[Dataset records about object locations]
☆ ☆ ☆ ☆ ☆

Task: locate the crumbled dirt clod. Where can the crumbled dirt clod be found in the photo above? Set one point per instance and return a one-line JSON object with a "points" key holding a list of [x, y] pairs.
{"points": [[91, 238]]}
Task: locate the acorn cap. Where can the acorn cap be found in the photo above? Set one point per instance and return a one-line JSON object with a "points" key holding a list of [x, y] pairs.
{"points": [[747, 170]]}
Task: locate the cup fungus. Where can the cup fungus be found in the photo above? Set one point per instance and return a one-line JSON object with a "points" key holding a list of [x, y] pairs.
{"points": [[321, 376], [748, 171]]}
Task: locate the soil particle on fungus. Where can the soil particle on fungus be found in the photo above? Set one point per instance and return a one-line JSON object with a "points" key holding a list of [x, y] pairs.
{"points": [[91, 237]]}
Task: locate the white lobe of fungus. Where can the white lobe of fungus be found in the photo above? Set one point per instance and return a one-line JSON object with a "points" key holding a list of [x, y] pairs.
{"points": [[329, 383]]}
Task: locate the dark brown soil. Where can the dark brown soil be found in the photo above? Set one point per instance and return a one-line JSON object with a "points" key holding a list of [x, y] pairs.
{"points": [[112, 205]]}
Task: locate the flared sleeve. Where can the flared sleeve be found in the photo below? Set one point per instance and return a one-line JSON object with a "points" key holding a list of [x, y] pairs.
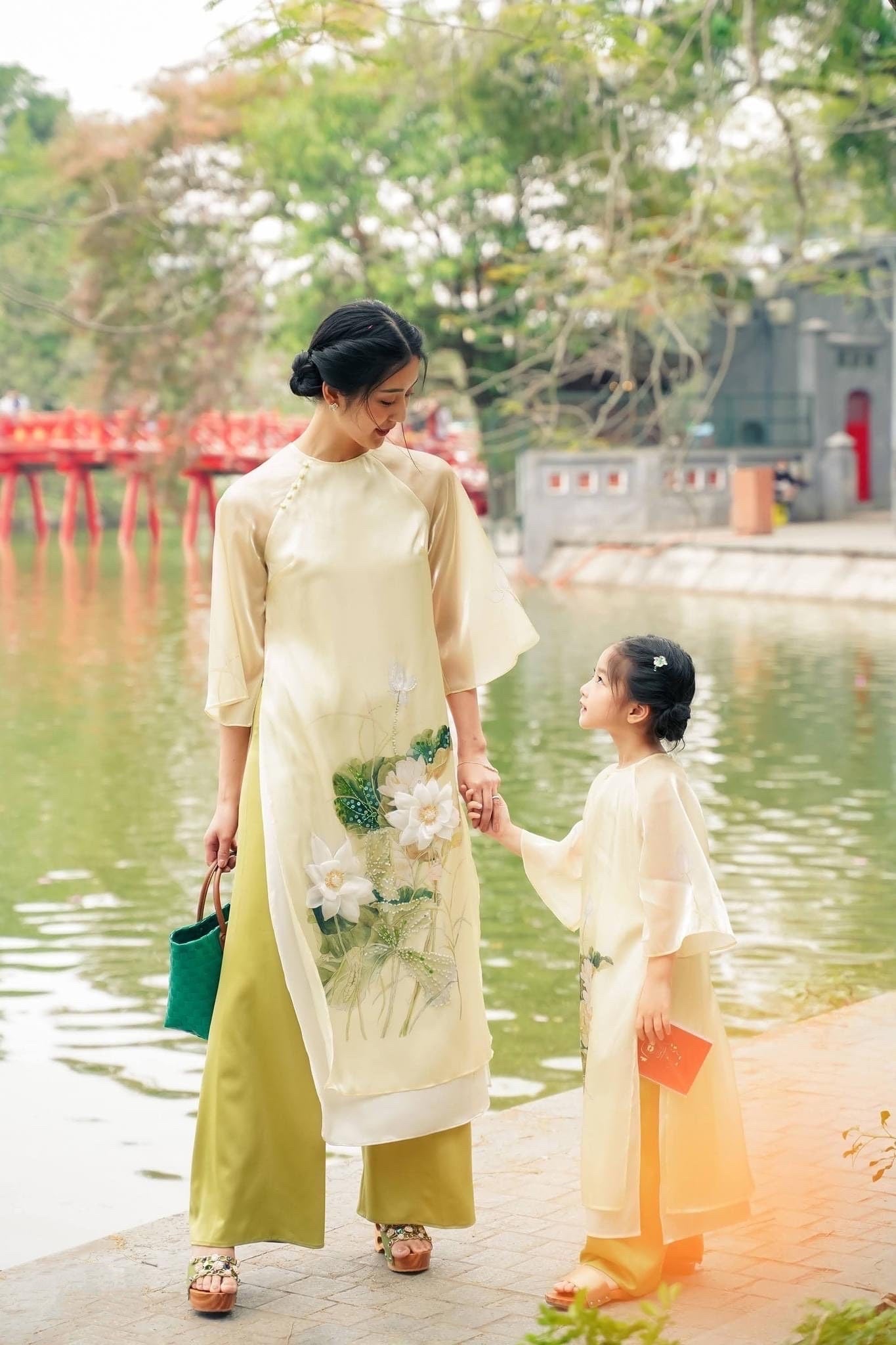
{"points": [[237, 613], [554, 868], [480, 625], [683, 907]]}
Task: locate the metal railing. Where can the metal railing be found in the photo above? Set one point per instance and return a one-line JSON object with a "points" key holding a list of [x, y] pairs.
{"points": [[763, 420]]}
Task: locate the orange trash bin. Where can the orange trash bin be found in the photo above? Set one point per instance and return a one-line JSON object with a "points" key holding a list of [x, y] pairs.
{"points": [[753, 496]]}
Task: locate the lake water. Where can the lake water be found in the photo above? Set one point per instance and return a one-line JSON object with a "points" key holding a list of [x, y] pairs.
{"points": [[106, 785]]}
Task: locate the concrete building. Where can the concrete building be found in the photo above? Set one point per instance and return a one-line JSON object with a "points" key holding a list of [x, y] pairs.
{"points": [[811, 382], [809, 363]]}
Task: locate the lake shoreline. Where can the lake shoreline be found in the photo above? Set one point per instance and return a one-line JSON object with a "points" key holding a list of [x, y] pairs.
{"points": [[820, 1228], [847, 562]]}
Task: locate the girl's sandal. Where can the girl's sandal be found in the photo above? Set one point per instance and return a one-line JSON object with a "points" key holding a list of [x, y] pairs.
{"points": [[595, 1297], [211, 1300], [416, 1262]]}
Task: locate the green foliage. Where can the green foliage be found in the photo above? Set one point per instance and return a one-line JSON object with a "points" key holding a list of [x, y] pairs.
{"points": [[39, 353], [825, 1324], [595, 1328], [565, 195], [848, 1324], [882, 1142]]}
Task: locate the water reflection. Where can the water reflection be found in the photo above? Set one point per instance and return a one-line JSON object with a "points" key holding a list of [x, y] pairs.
{"points": [[109, 775]]}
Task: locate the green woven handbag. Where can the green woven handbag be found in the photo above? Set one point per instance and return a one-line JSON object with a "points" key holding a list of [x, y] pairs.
{"points": [[196, 954]]}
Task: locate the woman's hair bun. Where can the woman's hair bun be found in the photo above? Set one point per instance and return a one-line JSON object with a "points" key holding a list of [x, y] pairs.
{"points": [[355, 350], [307, 380]]}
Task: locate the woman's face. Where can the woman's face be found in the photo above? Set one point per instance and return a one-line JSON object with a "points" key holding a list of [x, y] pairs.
{"points": [[370, 422]]}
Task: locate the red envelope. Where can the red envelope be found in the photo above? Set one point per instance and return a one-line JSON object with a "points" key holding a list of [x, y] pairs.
{"points": [[676, 1061]]}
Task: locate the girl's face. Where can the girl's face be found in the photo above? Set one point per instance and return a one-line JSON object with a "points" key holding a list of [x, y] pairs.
{"points": [[370, 422], [599, 708]]}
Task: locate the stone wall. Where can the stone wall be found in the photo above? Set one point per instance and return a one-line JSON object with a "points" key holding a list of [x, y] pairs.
{"points": [[587, 498]]}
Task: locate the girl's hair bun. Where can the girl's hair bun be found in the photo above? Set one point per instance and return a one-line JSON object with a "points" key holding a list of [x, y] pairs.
{"points": [[672, 724], [307, 380], [658, 673]]}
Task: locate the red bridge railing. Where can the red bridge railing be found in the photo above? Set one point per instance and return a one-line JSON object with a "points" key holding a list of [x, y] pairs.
{"points": [[77, 444]]}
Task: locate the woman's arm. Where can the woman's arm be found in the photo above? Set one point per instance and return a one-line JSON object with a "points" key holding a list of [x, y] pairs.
{"points": [[232, 764], [477, 778]]}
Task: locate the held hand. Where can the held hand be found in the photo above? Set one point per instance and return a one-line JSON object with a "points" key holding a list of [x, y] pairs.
{"points": [[654, 1006], [219, 838], [477, 782], [503, 829]]}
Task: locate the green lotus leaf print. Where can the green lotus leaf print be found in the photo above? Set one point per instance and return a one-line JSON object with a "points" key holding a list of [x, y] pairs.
{"points": [[400, 948], [358, 797]]}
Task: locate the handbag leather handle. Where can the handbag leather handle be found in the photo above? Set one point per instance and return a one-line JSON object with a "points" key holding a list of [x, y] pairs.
{"points": [[213, 880]]}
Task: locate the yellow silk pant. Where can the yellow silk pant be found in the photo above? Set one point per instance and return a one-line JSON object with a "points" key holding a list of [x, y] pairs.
{"points": [[258, 1157], [640, 1264]]}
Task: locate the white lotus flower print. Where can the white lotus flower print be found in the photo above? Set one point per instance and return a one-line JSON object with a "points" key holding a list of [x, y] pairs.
{"points": [[425, 814], [408, 774], [400, 682], [339, 885]]}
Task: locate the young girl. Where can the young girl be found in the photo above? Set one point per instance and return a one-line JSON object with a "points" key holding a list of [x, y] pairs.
{"points": [[658, 1168]]}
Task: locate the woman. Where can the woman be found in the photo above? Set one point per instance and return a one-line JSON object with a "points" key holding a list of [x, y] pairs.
{"points": [[352, 579]]}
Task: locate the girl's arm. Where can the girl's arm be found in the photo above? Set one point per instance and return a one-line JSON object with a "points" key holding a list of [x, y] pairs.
{"points": [[654, 1005], [503, 829], [232, 764]]}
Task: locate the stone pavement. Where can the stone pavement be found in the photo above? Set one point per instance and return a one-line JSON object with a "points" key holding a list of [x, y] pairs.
{"points": [[820, 1228]]}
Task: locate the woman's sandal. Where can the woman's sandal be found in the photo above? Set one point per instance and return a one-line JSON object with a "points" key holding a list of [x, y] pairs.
{"points": [[211, 1300], [416, 1262], [594, 1297]]}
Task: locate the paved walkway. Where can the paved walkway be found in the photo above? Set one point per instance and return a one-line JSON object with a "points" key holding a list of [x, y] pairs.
{"points": [[845, 562], [820, 1229], [868, 533]]}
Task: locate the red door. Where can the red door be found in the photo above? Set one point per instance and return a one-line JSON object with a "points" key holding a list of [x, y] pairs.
{"points": [[859, 426]]}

☆ ☆ ☆ ☆ ☆

Written exercise: The records shown above are to be repeated exactly, with the pictures left out.

Finished exercise:
Task: locate the crumbled dirt clod. Where can the crumbled dirt clod be found in the photo above? Set one point per instance and return a one-line JSON object with a "points" key holding a list of [x, y] pairs.
{"points": [[91, 238]]}
Task: locate the acorn cap. Where can the acorn cap be found in the photo above? Set one point per instance and return a one-line JSON object with a "points" key holding a list of [x, y] pairs.
{"points": [[747, 170]]}
Task: locate the cup fungus. Where can the cup fungus be found in the photo above? Set one point per instance and return a one-line JSON object with a "points" key holding a list of [x, y] pairs.
{"points": [[321, 376], [748, 171]]}
Task: locate the soil particle on fungus. Where can the soil particle on fungus be found in the photo above? Set one point per instance and return a one-line JSON object with a "points" key holding a list of [x, y] pairs.
{"points": [[91, 237]]}
Task: locate the white lobe of fungus. Where can the white lobe of fungus be found in the photo above? Set one point per instance and return a one-line JSON object with a "points" key holding a list of [x, y] pairs.
{"points": [[329, 383]]}
Task: locate the dark brown soil. Where can the dark brown soil be found in the photo above? Set one point per instance and return a one-line JSON object with a "points" key holding a list of [x, y] pairs.
{"points": [[112, 205]]}
Task: locate the flared sleeve. Where can the flared sleeve be found in the photo below? Set one point per instance and return a one-line JSON object with a "points" key holding a list of [x, y] pairs.
{"points": [[237, 613], [554, 868], [480, 625], [683, 907]]}
Task: locate the metal railing. Where can the metal railing be found in the photo above? Set one point per instance and return a one-line JSON object with a "points" key holding a list of [x, y] pairs.
{"points": [[763, 420]]}
Task: locate the orange trash bin. Where can the orange trash bin be found in the photo above? Set one point per instance and return a one-line JSON object with a "points" key holding a list of [x, y] pairs.
{"points": [[753, 496]]}
Task: locate the lake water. Where can the lake water be found in the photo above? Set one point per instance and return a one-line JSON object with a "points" key holding a list of [x, y] pairs.
{"points": [[106, 785]]}
Task: locate the concrete building. Where can the concrete building be found in the photo above? Set one point per instance and return a one-line JSON object with a "points" key holding a list of [x, y] pairs.
{"points": [[811, 382], [809, 363]]}
Task: locate the lake shoreline. Where can the lake shoreline be found in the photo above? Set one point per instance and return a one-line JSON object with a "points" key holding a list of [x, y] pairs.
{"points": [[820, 1228], [847, 562]]}
Task: locate the girl's sandal. Where can the girl's sandal be found in the photo above? Set one point per instance and return a one-line JSON object with a "points" key holding a list of [x, y] pairs.
{"points": [[595, 1297], [211, 1300], [416, 1262]]}
Task: locate the green foliage. Where can the green foliage be found in the photo above? Set one point per instance and return a one-line JSON object with a "points" key holding a list of [x, y] pairs.
{"points": [[39, 353], [825, 1324], [595, 1328], [565, 195], [848, 1324], [882, 1142]]}
Task: locate the water reflection. Where can the water reflection be found in the photo above? Set one point per instance and return a one-line JSON object with a "points" key holding a list of [x, y] pairs.
{"points": [[109, 775]]}
Task: locate the green woven handbag. Where can the green woven handbag be found in the photo above? Set one point per instance and return a one-line JSON object with a "points" key holding a list of [x, y] pairs.
{"points": [[196, 954]]}
Task: locate the woman's hair bun. Where can the woman's hair bun be found in the photo above? Set one point per instance and return a one-line JSON object with a "points" key holding a list of [x, y] pairs.
{"points": [[355, 350], [307, 380]]}
Task: locate the woman's face. Where can the woman's face be found in the photo above? Set one point per instance and return a one-line JSON object with a "points" key holding a list of [x, y] pairs.
{"points": [[370, 422]]}
Task: locate the red envelope. Where can the red envelope be found in the photo above? Set one point per instance and return a one-line JSON object with a "points" key holding a list of [x, y] pairs.
{"points": [[676, 1061]]}
Task: locate the girl's face. Where can the girl's face be found in the photo above? Set one point per instance and return a one-line JSON object with a "points" key holding a list of [x, y] pairs.
{"points": [[370, 422], [599, 708]]}
Task: locate the stone wall. Where can the stone wall be found in the photo above? Set one point per instance and return a one-line JSON object with a "points" key holding a list of [x, y] pairs.
{"points": [[587, 498]]}
Task: locate the girl's hair bun. Where can the girl's hair bun be found in the photo above? Set one point per instance and return a one-line JSON object with a "points" key holding a list of [x, y] pairs.
{"points": [[672, 724], [307, 380], [658, 673]]}
Task: locate the red bridge railing. Where can the red bridge railing be found in the photo above? Set one point per instance and return a one-line JSON object with a "points" key holding a list of [x, y] pairs.
{"points": [[77, 444]]}
Task: locate the woman's arm. Where can the woman's arm be found in the photo above? Set one point per instance and return a one-line JSON object with a "points" key holding a list of [x, y] pairs.
{"points": [[232, 764], [477, 778]]}
Task: locate the held hand. Where can the held hand be found in the photo above? Set one point per instance and return a one-line JSON object with a "points" key holding a list of [x, y] pairs.
{"points": [[654, 1006], [219, 838], [477, 782], [503, 829]]}
Task: locate the green lotus leaf print. Where can the green lotus leaf print be found in the photo above? Set one point per instance and return a one-line JSON object with a "points" key holding a list of [x, y] pairs.
{"points": [[400, 948], [358, 797]]}
Task: locate the handbag leather handle. Where can the handbag leather handle be found in the photo above? Set one point per instance and return a one-line JSON object with a "points" key holding a list of [x, y] pairs.
{"points": [[213, 880]]}
Task: locate the yellow silk pant. Where can the yellow silk pant be found in the photo above? Set one point per instance and return a one-line JSON object with a "points" key holding a list of [x, y] pairs.
{"points": [[258, 1157], [640, 1264]]}
Task: locate the white lotus flower print. Where can the white lotus flower print be found in the photo above? Set one point per instance and return a one-line JSON object with a "points" key holding a list of [x, y] pairs.
{"points": [[425, 814], [408, 774], [400, 682], [339, 885]]}
Task: locate the young girl. Where can the young girl be found in the photo above? Set one point per instance and return a one-line JSON object with a "points" key holding a list of [x, y] pairs.
{"points": [[658, 1168]]}
Task: locate the woman. Where can the woman be found in the photo above? Set one point per instance and return a one-line JSON object with a "points" key holding a list of [x, y] pairs.
{"points": [[352, 579]]}
Task: locate the girl's arm. Where can the girl's arm be found in the photo above? Set one point per instance and return a one-line JSON object with a "points" key holding a list of [x, y] pairs.
{"points": [[654, 1005], [503, 829], [232, 764]]}
Task: locate the stone pavement. Where can the stone pavement be found in the photo above? Set one point per instance and return a one-line JSON object with a "points" key holding a list of [x, y] pairs.
{"points": [[820, 1228]]}
Task: locate the woman's sandal. Where can the woman's sandal be found in the photo above? Set one point per instance and return a one-line JSON object with a "points" key holding a list of [x, y] pairs.
{"points": [[211, 1300], [416, 1262], [594, 1297]]}
Task: locate the paved walkway. Where can the paved walkway be found in the photo above? Set one point per instance and return a one-line JSON object with a "points" key holding a list of [x, y] pairs.
{"points": [[845, 562], [820, 1229], [868, 533]]}
Task: locate the red door. Where can the red door be found in the photo above? Set one point per instance and return a one-line JSON object with a "points" key holding a list of [x, y] pairs.
{"points": [[859, 426]]}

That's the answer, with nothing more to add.